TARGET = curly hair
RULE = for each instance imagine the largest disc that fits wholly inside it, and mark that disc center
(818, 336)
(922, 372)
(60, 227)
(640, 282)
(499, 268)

= The problem =
For this exercise, copy word for word the line that contains "RULE = for each" and every line after it, ending with the last line of the entries above.

= Solution to the exercise =
RULE = for each instance imagine the largest disc that fits wholly inside it, and mark that disc center
(818, 336)
(922, 372)
(60, 227)
(640, 282)
(499, 268)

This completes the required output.